DATA FOR THIS TASK START
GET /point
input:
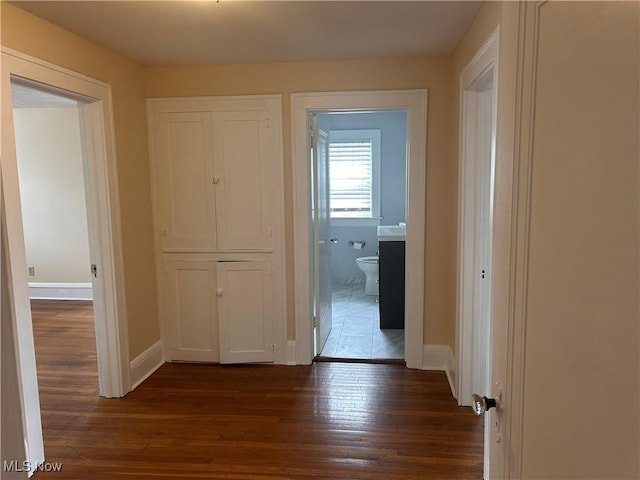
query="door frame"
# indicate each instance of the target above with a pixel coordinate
(473, 342)
(102, 194)
(414, 102)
DATA FOR THIS TASK END
DIRECTIONS FOR THIS TASK – Output only the lines running from the line with "# indicate each" through the final line of the data, inclusive.

FINAL ANSWER –
# indicate each instance of the target above with a pixel coordinate
(473, 342)
(102, 194)
(414, 102)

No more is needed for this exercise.